● Testo della pagina
# # # # #
Sostenibilità

2020, Un anno di sostenibilità nell’industria della moda

Consuntivo di un Annus Horribilis

Come ricorderemo il 2020?  

 

Sicuramente come l’anno del coronavirus. Annus Horribilis ​​​​ ​​per gli oltre 72.000 decessi nella sola Italia e per i lockdown che hanno bloccato il Paese, penalizzando intere filiere produttive tra cui quella tessile e della moda.

 

Ma lo ricorderemo anche per la generosità di molte imprese del settore che hanno supportato ospedali e protezione civile con donazioni e per le vicende delle aziende che hanno riconvertito parte della propria attività produttiva per realizzare le mascherine e DPI tanto necessari. Una scelta, quest’ultima, che ha consentito alle imprese di acquisire nuove competenze ed expertise tecnologiche, un patrimonio che potrà essere capitalizzate nello sviluppo di futuri materiali e processi.

 

Il COVID è stato anche l’occasione per mettere in discussione i modelli di business che negli ultimi decenni hanno caratterizzato i consumi e le produzioni della moda: il fast fashion, la delocalizzazione dei processi in aree povere del mondo alla ricerca dei maggiori vantaggi di costo a scapito della qualità dei prodotti e della sicurezza degli stessi lavoratori coinvolti.
# # # # #
● Voci fornite
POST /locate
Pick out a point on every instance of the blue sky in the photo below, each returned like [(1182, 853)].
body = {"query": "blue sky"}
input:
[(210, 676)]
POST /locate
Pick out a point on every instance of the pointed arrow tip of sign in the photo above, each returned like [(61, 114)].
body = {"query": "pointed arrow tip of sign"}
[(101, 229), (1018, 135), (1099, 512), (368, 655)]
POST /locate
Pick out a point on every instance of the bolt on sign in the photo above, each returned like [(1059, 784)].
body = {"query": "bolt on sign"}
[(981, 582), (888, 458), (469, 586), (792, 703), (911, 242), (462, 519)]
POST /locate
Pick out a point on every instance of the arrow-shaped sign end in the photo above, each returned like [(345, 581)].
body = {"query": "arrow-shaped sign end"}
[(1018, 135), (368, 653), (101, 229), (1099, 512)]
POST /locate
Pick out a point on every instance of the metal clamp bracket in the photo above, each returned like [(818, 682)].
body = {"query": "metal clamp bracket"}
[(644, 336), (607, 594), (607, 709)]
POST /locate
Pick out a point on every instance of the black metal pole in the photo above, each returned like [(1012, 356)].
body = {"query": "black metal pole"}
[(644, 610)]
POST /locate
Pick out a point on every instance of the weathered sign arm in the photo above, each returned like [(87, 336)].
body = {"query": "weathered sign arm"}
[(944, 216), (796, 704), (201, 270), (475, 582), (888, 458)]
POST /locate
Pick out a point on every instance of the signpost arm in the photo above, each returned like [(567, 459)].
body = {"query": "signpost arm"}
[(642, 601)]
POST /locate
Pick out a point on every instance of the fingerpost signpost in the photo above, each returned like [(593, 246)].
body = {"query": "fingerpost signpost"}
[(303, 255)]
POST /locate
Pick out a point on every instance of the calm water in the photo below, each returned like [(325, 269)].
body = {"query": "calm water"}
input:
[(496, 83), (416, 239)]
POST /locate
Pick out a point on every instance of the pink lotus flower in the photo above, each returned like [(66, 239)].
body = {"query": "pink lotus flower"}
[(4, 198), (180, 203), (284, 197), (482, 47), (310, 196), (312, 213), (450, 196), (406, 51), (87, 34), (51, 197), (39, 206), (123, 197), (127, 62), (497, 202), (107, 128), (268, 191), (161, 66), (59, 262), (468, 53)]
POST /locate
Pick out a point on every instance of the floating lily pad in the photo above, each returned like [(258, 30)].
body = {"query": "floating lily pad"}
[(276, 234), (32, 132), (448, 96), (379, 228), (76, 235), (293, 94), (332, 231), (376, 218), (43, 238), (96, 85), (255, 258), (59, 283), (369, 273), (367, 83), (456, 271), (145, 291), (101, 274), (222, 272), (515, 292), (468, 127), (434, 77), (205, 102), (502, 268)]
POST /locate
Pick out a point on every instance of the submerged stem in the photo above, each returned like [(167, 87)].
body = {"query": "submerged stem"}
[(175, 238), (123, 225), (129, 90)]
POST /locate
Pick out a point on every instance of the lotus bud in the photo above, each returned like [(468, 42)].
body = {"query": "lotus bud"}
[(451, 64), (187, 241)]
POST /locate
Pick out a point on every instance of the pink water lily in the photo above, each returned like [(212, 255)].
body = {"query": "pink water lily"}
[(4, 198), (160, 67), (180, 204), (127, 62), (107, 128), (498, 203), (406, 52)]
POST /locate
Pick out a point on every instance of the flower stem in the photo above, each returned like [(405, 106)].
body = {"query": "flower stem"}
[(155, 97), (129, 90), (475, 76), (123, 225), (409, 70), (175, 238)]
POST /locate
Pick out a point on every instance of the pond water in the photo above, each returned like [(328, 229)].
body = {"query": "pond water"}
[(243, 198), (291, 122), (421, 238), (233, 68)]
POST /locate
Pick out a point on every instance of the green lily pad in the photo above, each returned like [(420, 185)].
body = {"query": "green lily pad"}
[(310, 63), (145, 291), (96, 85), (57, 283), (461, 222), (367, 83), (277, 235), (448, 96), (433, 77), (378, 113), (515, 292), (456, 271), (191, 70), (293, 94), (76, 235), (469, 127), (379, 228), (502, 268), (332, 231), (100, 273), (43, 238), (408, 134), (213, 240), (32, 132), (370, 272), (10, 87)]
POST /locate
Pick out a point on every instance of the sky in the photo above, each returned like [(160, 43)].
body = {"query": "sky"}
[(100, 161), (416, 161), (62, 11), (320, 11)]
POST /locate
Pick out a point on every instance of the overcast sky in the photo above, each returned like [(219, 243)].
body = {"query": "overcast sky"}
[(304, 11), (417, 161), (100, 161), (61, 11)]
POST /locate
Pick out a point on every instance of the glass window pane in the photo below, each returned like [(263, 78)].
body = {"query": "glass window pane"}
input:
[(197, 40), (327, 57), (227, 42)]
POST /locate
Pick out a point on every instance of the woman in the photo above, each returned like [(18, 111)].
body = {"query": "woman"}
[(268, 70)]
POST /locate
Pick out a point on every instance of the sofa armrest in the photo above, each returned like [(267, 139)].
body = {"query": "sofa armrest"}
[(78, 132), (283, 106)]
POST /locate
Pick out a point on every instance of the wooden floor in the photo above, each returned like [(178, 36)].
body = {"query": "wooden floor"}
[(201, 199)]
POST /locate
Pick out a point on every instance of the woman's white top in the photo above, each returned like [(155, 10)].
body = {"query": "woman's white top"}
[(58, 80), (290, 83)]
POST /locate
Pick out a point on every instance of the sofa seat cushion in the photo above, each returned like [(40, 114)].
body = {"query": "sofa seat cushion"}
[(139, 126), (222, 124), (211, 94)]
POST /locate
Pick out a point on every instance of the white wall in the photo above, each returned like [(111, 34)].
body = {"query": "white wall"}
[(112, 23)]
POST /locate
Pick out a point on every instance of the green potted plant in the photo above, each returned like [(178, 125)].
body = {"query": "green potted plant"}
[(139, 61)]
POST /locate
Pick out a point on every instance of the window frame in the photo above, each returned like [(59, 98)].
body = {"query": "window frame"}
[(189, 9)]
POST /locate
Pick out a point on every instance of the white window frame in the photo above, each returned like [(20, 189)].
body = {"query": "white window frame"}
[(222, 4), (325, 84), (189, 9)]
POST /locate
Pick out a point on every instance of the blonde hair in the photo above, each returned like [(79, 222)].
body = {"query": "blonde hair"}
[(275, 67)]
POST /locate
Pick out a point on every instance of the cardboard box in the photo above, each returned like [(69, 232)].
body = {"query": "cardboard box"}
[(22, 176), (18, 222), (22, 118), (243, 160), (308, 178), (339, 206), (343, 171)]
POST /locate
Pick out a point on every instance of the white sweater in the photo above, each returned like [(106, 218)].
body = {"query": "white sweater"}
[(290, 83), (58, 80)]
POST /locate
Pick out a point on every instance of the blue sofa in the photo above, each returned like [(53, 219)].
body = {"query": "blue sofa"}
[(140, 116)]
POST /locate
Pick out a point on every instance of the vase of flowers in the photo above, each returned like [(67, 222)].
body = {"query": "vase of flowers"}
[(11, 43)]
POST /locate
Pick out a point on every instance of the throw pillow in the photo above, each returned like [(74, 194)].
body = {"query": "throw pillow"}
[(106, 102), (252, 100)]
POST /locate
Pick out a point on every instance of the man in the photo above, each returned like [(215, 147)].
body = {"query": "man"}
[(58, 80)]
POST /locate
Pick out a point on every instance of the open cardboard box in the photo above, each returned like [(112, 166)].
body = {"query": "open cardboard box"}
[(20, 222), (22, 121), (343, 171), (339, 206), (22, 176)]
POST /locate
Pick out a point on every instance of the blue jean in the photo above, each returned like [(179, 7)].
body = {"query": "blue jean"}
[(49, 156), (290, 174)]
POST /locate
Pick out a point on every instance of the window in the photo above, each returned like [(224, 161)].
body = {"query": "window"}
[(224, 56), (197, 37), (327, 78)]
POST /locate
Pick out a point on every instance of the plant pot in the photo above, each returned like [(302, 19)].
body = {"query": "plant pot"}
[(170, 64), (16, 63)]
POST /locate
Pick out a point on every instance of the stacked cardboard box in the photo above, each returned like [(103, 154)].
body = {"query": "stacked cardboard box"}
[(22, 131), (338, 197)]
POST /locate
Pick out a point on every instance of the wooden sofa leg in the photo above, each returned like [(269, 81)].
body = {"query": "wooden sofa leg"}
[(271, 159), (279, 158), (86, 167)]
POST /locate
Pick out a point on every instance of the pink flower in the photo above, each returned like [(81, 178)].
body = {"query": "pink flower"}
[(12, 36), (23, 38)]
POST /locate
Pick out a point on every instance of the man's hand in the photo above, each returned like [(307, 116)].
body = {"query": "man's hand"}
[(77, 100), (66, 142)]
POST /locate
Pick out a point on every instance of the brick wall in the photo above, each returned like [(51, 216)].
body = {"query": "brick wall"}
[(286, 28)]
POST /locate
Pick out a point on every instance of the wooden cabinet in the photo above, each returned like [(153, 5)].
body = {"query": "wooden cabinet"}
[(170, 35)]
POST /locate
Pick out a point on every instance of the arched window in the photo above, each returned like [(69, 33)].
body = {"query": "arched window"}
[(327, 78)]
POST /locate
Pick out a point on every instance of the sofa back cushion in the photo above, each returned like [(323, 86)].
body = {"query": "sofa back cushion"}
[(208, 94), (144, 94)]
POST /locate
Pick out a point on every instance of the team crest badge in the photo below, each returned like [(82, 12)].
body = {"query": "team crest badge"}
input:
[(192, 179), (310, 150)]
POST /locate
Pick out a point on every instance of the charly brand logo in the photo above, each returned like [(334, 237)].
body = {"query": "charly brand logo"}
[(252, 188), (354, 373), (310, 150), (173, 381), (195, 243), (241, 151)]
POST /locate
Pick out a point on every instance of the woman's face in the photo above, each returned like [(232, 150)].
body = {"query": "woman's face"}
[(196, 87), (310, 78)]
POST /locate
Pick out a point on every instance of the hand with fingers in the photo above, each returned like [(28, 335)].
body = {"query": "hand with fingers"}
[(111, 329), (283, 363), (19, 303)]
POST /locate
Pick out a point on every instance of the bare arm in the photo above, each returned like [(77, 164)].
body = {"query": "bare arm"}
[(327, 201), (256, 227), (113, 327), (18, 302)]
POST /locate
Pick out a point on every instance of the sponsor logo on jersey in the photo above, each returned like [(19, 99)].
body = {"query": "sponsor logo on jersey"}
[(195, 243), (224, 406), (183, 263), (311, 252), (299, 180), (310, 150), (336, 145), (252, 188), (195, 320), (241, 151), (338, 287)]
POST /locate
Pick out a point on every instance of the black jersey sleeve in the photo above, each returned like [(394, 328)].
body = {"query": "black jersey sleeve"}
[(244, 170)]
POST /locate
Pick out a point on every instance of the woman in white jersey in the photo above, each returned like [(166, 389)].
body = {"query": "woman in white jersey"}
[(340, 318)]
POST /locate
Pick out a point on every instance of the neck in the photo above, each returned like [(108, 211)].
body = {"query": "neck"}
# # # # #
● Compiti da svolgere
1. Indica se ciascuna affermazione concorda con il testo sulla sostenibilità nella moda nel 2020, rispondendo sì o no e citando alla lettera le parole del testo che lo decidono: (a) in Italia i decessi sono stati oltre 72.000; (b) le aziende che hanno riconvertito parte della produzione hanno realizzato mascherine e DPI; (c) la delocalizzazione in aree povere del mondo ha migliorato la qualità dei prodotti.
2. Scrivi la prosecuzione del testo sulla sostenibilità nella moda nel 2020, partendo dopo la sua ultima frase.

● Risultati per compito
1.
(a) Sì: "per gli oltre 72.000 decessi nella sola Italia".
(b) Sì: "hanno riconvertito parte della propria attività produttiva per realizzare le mascherine e DPI tanto necessari".
(c) No: "a scapito della qualità dei prodotti e della sicurezza degli stessi lavoratori coinvolti".

2.
Siamo pronti per passare dal fast allo slow fashion? Difficile dirlo ma voci autorevoli hanno delineato le linee per la nuova moda: prodotti fatti bene pensati per durare, acquisti meno compulsivi e più riflessivi, maggior attenzione ai materiali e alla storia produttiva dei capi, filiere produttive più corte con fornitori scelti in prossimità per la qualità del loro lavoro e per ottimizzare la logistica. Insomma, una vera rivoluzione che promette cambiamenti importanti nell’industria della moda e nei comportamenti dei consumatori. 

 

Ne è la prova il Fashion Pact, l’iniziativa lanciata nel 2019 da François-Henri Pinault Presidente del Gruppo Kering, in occasione del vertice del G7 di Biarritz. Le aziende aderenti al Fashion Pact sono al momento più di 60, provengono da diversi settori e da 14 paesi e rappresentano oggi oltre 200 brand, come dire un terzo dell’industria della moda globale. Il loro impegno converge su tre macro obiettivi: difesa delle biodiversità, degli oceani, riduzione delle alterazioni climatiche. In particolare sono previste azioni concrete: dall’uso di materie prime a basso impatto ambientale all’impiego di energia da fonte rinnovabiil fino alla riduzione della plastica negli imballaggi. 

 

Nel 2020 l'impegno del fashion business per la sostenibilità non solo è cresciuto, ma è diventato anche “sistemico” e strategico. In tale contesto, è cresciuta la consapevolezza dell'importanza della “accountability” e della trasparenza. La pubblicazione di un report di sostenibilità è diventata un must per diverse aziende del settore.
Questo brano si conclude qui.